▶ [Material to process]:
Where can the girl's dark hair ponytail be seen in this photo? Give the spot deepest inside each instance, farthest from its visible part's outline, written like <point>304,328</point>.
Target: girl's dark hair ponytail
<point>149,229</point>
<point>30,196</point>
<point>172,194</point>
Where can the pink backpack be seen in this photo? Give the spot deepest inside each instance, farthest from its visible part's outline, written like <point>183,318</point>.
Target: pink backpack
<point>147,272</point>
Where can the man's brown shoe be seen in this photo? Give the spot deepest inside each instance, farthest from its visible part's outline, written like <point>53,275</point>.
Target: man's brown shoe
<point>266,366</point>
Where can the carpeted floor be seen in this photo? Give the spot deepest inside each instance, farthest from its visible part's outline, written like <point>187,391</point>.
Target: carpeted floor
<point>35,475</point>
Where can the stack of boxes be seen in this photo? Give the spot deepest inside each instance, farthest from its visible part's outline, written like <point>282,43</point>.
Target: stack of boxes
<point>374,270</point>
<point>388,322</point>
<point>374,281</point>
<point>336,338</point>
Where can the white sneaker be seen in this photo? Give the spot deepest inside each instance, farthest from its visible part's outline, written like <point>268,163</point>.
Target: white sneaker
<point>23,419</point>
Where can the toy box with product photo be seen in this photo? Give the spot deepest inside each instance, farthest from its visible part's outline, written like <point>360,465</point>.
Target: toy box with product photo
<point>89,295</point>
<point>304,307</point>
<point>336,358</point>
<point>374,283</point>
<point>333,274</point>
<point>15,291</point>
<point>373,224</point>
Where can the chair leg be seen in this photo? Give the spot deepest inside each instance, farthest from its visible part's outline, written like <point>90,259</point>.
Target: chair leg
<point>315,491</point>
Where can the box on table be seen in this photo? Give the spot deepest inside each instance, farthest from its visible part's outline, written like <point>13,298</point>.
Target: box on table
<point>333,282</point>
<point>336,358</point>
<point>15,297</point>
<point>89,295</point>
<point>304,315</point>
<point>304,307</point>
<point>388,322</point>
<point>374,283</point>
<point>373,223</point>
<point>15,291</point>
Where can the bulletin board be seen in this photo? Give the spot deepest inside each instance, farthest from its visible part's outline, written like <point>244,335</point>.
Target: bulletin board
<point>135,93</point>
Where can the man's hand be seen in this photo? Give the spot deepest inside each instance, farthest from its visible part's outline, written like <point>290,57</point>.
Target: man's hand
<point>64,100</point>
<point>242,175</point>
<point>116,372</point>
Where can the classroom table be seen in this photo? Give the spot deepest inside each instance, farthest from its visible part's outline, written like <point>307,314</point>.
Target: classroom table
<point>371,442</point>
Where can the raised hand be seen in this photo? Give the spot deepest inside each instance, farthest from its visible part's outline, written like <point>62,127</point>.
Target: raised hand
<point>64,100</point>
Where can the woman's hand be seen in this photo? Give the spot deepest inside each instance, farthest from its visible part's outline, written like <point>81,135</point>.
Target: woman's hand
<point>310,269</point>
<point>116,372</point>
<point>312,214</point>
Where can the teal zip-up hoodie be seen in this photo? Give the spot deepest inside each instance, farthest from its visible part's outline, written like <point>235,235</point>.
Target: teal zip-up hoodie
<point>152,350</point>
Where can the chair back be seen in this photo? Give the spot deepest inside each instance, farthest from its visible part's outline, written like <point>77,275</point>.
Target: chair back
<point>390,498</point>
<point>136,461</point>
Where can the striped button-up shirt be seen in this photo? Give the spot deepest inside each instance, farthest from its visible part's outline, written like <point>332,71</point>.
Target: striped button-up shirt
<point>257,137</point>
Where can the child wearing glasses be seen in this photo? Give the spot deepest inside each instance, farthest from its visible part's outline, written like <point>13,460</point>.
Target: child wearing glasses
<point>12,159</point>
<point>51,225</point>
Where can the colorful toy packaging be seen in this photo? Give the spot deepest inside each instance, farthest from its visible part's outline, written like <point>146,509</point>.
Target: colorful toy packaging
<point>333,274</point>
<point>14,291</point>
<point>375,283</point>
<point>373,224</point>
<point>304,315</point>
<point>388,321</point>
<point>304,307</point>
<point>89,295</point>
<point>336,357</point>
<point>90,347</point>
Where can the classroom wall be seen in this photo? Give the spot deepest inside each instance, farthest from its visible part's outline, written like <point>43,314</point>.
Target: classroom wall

▶ [Directive]: Return the entries word for word, starting at the line that contains "Where can the chair back" and ending with the final line of the entries.

▶ [Right answer]:
Where can the chair back be seen in this photo? Give the spot deepest inside each instance, farthest from its visible part's outline, written like <point>77,275</point>.
Target: chair back
<point>390,498</point>
<point>136,461</point>
Where can the striped button-up shirt be seen in this photo? Give the spot deepest inside each instance, farthest from its visible part's outline, written like <point>332,71</point>.
Target: striped button-up shirt
<point>257,137</point>
Where can the child wearing glasses be seen in this photo? Give the spot deepest inside each instance, farthest from its visible part's outline, written like <point>13,460</point>.
Target: child wearing glasses
<point>12,159</point>
<point>51,225</point>
Where can the colorful toy packaging be seen in this photo? Give the spot deepest inside each instance, farthest from its visible part's outline, written like <point>146,509</point>.
Target: colorful toy packaging
<point>333,274</point>
<point>14,291</point>
<point>375,283</point>
<point>373,224</point>
<point>304,315</point>
<point>388,321</point>
<point>304,307</point>
<point>89,295</point>
<point>336,357</point>
<point>90,347</point>
Where can the classroom wall be seen in this photo? Give the spot deepest inside each instance, farthest from its visible part's outline, written like <point>43,314</point>.
Target: classroom wall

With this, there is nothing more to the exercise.